▼▼▼

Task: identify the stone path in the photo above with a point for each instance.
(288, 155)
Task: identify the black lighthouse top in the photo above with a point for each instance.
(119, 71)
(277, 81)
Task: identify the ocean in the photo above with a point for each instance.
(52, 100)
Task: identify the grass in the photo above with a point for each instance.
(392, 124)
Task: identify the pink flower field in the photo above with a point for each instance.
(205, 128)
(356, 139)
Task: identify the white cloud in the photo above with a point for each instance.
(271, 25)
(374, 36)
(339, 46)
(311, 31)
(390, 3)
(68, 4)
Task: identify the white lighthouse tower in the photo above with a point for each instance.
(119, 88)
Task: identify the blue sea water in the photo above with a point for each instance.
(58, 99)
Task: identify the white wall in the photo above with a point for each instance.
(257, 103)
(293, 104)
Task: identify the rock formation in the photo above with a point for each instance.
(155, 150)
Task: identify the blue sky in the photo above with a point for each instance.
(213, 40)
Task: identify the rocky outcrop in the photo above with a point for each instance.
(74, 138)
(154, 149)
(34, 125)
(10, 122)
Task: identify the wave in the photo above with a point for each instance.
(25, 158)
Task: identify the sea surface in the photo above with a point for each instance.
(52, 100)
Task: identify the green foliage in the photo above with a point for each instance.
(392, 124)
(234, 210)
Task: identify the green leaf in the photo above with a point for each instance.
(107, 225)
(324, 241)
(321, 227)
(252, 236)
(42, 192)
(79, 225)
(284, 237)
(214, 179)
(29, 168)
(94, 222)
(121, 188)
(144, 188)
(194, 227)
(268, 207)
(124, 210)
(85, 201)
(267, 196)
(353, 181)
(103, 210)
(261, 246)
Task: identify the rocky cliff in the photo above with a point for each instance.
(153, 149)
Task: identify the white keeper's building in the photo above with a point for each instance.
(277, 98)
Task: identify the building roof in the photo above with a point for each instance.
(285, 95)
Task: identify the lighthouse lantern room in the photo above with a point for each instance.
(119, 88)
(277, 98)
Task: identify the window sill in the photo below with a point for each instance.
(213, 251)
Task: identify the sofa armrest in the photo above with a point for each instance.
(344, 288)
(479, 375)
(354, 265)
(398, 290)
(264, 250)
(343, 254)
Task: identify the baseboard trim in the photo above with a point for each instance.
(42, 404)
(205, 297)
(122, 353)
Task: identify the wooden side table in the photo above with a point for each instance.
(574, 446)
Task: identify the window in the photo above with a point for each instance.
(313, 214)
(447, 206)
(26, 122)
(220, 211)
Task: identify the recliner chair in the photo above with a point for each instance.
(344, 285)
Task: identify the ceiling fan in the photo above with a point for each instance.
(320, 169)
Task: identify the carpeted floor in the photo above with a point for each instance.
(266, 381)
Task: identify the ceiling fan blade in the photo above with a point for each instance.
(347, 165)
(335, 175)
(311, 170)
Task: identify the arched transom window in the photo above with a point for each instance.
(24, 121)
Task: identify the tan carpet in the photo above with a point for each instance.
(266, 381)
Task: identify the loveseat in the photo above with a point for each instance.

▲▲▲

Only the lines from the one with "Task: identify the ceiling fan blade" through the end of the data should be printed, each exactly as it appears.

= Final answer =
Task: identify the ceiling fan blade in the photo above with a point for each instance.
(347, 165)
(335, 175)
(311, 170)
Task: identify the arched transom window in the photo above with a point for each instance.
(24, 121)
Task: identify the tan carpet in the photo above with a point for each instance.
(266, 381)
Task: identify the loveseat in the photo above with a point for each instance.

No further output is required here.